● **REQUIREMENT**
Determine how many lines of the material below contain "support". Report only that figure.

++++++++++++++++++++

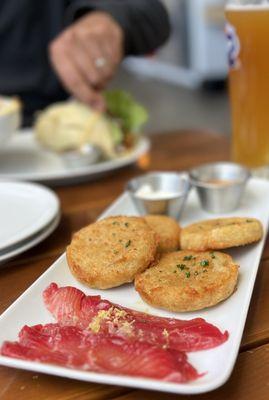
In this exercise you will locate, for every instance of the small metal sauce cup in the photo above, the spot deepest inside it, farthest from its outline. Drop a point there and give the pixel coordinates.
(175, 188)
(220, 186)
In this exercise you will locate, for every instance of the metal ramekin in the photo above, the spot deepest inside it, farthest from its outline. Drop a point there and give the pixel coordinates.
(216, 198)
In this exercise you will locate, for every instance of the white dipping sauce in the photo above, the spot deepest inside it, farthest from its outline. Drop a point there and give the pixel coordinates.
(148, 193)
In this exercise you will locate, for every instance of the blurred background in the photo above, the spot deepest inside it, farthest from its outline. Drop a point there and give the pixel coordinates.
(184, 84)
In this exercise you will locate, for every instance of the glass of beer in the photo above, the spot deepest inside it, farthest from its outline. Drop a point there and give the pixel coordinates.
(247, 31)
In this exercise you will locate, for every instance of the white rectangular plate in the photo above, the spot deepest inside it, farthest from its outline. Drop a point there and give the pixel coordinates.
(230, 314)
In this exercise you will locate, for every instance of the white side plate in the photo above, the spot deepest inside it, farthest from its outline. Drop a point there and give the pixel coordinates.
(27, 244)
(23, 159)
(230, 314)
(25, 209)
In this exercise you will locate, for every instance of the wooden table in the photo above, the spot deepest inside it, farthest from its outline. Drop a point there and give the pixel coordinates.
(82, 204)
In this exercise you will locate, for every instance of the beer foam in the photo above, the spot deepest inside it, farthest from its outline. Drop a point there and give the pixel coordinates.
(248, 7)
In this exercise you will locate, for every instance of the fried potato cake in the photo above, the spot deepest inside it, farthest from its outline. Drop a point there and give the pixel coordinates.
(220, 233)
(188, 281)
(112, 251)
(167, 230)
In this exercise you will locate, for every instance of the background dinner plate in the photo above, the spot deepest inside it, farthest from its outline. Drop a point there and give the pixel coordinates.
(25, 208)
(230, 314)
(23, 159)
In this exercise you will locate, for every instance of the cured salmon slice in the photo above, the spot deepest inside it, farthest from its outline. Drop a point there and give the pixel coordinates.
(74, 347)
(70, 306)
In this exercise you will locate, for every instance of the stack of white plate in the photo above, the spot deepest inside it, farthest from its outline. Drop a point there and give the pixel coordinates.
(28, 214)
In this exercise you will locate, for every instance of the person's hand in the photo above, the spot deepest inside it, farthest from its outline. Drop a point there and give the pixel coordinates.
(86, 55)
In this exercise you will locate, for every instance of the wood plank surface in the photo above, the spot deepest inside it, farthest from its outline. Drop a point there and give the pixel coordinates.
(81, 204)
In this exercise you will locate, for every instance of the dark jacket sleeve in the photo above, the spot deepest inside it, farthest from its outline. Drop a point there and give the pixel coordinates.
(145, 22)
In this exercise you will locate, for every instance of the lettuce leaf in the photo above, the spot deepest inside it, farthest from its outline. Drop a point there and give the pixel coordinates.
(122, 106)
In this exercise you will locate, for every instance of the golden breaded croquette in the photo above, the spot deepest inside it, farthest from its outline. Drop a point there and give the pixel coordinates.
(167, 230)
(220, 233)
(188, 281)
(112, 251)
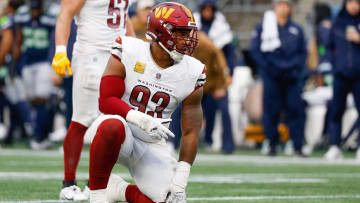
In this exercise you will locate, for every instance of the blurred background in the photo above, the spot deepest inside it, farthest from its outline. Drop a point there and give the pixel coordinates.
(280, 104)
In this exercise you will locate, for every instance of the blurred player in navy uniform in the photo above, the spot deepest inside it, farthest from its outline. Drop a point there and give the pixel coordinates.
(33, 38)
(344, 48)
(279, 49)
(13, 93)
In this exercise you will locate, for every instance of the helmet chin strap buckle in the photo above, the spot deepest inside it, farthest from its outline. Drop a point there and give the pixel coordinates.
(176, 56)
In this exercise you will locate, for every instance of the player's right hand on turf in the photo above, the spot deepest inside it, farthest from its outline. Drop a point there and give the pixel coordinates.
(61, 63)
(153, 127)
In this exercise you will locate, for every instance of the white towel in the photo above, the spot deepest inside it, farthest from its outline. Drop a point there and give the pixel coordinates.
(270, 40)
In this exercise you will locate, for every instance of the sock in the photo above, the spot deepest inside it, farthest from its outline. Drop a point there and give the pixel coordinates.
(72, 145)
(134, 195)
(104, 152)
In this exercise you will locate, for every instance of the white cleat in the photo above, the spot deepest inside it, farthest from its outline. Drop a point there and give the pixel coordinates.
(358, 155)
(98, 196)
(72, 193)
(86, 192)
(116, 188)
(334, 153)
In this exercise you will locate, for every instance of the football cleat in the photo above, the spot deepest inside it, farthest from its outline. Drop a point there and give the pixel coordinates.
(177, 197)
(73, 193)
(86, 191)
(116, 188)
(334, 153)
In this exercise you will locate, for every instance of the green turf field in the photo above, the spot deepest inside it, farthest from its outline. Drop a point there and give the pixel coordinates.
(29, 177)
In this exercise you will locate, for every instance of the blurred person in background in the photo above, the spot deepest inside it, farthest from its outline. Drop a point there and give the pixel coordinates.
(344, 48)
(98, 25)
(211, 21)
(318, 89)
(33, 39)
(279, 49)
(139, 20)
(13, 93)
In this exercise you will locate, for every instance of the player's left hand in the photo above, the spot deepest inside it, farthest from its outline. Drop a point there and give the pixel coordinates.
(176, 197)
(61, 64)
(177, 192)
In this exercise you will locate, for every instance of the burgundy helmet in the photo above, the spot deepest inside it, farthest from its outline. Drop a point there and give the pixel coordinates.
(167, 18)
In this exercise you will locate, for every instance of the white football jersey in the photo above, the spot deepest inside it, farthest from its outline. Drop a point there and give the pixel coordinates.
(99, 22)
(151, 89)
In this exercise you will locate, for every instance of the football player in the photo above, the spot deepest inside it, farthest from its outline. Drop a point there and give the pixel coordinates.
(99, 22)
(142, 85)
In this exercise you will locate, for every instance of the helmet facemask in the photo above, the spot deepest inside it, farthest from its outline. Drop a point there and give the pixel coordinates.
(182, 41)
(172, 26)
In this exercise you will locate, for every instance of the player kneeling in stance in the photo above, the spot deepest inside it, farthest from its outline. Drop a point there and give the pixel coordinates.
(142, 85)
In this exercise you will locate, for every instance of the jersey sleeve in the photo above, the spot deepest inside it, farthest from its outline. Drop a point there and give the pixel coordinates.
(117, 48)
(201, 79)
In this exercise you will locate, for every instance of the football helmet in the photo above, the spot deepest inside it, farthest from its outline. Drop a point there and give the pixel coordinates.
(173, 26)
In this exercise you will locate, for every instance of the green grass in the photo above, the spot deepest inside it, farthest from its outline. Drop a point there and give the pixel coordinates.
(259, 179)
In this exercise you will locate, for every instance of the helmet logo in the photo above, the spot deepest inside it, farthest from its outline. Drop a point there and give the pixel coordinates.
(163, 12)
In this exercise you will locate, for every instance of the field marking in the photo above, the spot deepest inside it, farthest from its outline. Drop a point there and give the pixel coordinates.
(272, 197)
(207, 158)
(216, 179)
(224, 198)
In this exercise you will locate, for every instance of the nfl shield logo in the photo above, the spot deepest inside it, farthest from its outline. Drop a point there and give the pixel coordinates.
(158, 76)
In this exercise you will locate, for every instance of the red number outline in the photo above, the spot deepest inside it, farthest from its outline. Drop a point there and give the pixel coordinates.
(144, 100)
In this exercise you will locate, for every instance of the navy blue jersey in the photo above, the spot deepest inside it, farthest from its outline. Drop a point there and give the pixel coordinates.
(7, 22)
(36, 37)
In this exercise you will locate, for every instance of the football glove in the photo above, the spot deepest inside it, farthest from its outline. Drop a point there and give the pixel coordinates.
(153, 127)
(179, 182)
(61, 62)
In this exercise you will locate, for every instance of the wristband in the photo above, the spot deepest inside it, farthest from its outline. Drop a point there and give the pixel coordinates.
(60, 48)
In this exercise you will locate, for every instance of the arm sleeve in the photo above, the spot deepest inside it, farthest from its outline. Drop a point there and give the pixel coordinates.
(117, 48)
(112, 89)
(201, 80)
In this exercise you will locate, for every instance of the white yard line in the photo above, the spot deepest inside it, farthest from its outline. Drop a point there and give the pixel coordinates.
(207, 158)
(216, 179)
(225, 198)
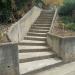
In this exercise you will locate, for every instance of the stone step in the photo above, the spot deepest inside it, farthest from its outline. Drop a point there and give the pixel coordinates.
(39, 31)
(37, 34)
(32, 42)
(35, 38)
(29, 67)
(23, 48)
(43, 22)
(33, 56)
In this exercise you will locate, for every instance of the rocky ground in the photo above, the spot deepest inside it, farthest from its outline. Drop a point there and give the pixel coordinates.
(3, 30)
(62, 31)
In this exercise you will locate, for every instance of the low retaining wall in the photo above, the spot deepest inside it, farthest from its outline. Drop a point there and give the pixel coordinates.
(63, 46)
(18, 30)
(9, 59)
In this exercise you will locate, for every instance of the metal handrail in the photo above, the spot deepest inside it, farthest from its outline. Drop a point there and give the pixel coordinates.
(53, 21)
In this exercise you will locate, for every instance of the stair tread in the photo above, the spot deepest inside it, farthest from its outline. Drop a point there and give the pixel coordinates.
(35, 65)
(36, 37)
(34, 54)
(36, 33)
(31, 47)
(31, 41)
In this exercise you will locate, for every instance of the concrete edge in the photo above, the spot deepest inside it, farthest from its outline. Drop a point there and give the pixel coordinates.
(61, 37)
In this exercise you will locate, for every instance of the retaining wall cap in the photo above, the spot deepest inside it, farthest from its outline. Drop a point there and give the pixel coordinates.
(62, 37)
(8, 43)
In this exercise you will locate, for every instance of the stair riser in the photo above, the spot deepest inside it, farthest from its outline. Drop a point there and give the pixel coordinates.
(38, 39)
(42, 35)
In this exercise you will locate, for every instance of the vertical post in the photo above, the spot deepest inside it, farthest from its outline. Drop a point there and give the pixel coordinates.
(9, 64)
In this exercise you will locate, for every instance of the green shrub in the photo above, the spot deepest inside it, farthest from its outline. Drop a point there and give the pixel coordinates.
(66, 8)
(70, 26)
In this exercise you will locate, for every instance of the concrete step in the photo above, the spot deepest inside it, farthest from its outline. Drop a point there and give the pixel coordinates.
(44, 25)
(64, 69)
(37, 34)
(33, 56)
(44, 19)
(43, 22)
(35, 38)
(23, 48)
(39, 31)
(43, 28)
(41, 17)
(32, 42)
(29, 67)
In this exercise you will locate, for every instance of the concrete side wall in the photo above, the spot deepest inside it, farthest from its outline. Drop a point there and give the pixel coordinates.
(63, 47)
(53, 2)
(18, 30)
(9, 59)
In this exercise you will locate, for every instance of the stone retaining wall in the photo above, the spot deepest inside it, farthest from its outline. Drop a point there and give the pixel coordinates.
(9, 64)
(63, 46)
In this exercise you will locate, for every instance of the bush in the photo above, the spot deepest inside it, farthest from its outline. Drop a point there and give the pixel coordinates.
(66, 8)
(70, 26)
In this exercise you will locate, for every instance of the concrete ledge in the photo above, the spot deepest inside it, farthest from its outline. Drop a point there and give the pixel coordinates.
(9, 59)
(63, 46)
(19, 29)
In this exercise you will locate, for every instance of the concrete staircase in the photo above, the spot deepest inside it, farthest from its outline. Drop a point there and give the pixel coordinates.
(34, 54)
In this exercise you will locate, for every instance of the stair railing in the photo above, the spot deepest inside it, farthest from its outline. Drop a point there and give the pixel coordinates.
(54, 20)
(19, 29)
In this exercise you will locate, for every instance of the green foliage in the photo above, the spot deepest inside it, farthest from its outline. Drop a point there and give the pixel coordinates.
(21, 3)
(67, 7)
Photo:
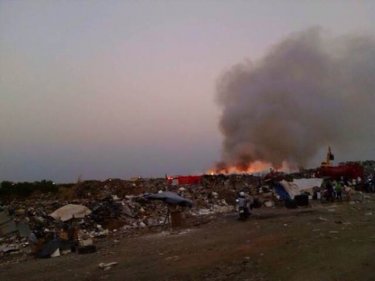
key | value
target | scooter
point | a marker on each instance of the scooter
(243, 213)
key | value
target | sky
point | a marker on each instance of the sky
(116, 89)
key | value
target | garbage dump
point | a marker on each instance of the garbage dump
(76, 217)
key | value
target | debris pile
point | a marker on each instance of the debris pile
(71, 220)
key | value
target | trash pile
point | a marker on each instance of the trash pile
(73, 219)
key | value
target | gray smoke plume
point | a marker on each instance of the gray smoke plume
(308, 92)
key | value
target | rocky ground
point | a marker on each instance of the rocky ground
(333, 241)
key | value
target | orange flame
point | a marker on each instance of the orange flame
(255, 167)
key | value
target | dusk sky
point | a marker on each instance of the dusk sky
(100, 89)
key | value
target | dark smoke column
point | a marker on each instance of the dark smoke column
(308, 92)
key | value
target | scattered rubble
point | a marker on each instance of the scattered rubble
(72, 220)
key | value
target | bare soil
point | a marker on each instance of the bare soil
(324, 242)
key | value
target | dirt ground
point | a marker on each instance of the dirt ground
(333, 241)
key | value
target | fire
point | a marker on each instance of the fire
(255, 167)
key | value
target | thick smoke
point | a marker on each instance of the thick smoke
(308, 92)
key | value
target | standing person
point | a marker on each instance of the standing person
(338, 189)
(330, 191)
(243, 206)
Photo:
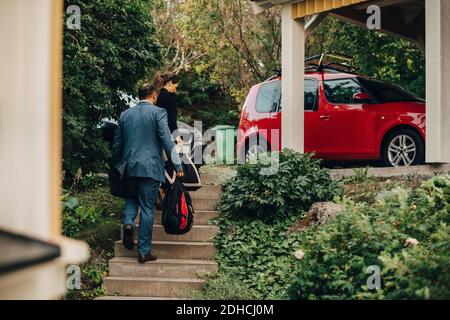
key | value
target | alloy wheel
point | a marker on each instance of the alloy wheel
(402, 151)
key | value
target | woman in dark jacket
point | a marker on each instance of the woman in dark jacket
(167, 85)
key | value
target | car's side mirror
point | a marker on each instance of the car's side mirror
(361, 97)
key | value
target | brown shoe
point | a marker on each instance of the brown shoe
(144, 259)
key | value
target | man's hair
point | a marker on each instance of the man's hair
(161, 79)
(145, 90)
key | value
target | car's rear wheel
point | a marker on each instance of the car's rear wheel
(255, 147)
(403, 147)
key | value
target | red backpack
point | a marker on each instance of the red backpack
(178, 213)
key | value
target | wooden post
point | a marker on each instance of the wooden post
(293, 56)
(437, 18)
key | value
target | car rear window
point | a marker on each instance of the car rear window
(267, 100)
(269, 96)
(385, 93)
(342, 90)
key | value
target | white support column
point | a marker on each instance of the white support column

++++++++++++++++++++

● **YOUR RESPONSE**
2